What this task involves: Omit all pictures and give the records below again exactly as written.

======== Data records

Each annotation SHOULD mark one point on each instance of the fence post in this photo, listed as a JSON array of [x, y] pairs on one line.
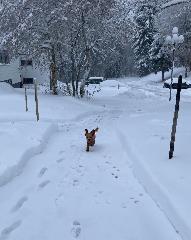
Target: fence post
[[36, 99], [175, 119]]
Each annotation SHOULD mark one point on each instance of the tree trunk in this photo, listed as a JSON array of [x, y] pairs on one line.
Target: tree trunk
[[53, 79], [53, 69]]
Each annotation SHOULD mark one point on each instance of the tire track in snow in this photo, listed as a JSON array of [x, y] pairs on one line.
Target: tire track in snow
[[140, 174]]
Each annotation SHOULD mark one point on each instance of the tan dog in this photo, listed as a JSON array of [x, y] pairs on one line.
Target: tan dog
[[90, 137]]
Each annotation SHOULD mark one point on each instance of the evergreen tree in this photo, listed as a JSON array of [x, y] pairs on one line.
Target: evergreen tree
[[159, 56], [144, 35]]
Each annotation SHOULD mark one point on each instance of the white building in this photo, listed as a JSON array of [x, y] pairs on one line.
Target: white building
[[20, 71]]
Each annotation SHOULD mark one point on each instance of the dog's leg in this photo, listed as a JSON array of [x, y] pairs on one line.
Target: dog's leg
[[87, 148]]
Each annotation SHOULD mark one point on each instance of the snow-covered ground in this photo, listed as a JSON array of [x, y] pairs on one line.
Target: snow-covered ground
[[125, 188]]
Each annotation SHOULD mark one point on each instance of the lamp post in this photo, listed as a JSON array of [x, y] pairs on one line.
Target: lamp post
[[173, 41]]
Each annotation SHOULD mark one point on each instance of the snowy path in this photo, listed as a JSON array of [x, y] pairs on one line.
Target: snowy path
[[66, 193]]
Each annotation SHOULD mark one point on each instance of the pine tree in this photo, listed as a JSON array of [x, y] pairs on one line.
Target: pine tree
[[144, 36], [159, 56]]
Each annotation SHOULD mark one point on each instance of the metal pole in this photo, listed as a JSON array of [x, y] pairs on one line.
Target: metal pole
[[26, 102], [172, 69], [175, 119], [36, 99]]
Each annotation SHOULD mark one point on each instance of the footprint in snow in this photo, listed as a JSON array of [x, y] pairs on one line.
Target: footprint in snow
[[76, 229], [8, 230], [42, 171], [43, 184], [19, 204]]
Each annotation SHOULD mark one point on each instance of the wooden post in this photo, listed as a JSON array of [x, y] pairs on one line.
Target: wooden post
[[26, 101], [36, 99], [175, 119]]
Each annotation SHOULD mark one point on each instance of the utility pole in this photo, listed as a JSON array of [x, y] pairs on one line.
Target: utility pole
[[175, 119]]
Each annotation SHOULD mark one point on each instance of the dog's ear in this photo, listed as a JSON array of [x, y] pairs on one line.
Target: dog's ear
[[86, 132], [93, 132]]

================

Answer section:
Each annotation SHOULD mark one point on each instance of the fence post in this photo, listed as a JSON array of [x, y] pairs on one line.
Target: fence post
[[36, 99], [175, 119]]
Each annotation SHOULD mark one point on each instance of the tree trunk in this photo, listed as a JSON array of [x, y] pairs on one line.
Target: tree trunk
[[53, 79], [53, 69]]
Each annotation SHOULD mark one point on each instance of the tire track in snow in this photo, listed as a JSON array of [x, y] pairs on one line.
Target: tire track in snow
[[140, 174]]
Each annotation SHOULD mark one point on each instance of the tan dog in this photo, listed as a JSON array of [x, y] pairs on one line.
Target: tan dog
[[90, 137]]
Each annotation SHOULD mark one point on each instance of the evergreen tree in this photo, listed as a JSON array of [x, y] pairs on one line.
Target: evergreen tree
[[159, 56], [144, 35]]
Each annotation SHOULD mark one point on each instance of the white building in this photo, listed as a JSON array of [x, y] pairs on one line.
Target: white building
[[20, 71]]
Each annotation SHOULD mark one point on each instance of the dog's leg in this photo, listed as a JSON array of [x, y] pairs on one line.
Target: dog's leg
[[87, 148]]
Each annotation SHOULD mark one point on each instance of the snow-covered ground in this photo, listed as a JSON array of [x, y] pairs on one line.
Target: snow-covered ground
[[125, 188]]
Each annotation SHOULD mark one point on each instance of the lamp post in this photo, listed as a JSON array of [x, y] pairs on one line.
Target: lamp post
[[173, 41]]
Each annotation SHOULD mark one point on each instance of the snowy path in this photo, listed as a JSON array of [x, y] pairs on one line.
Target: snowy path
[[66, 193]]
Each annotation SHOULD mark one point on each instance of the pine tree in this photo, listed as a JSON array of [x, y] pairs on one line.
Target: pine tree
[[144, 36], [159, 56]]
Each annotation SHOULD mark one point on each instance of the metal pole in this photo, listed as a JSON array of [x, y] pairs on one line.
Target: metal pole
[[26, 102], [172, 69], [175, 119], [36, 99]]
Each annotation SHOULD mark one point on each instance of the footprint in snow in this photo, listed as a JSON array of [x, y] pairs on one line.
Target: footprint in snow
[[76, 229], [8, 230], [42, 171], [43, 184], [19, 204]]
Each annotation SHOULD mark one point on each instance of the wooden post in this photo, listed as a JSON array of [x, y] pairs on one line.
Target: wooden post
[[26, 101], [36, 99], [175, 119]]
Each annotation SHOULD mark one point on each instance of the utility pole in this photo, listed as a JSON array of [x, y] pairs on one line.
Target: utility pole
[[175, 119]]
Each annotation SHOULD mark one point on each instance of the dog's ear in this photo, listed as a JSON array of [x, y] pairs on one line.
Target: dog's ear
[[86, 132], [93, 132]]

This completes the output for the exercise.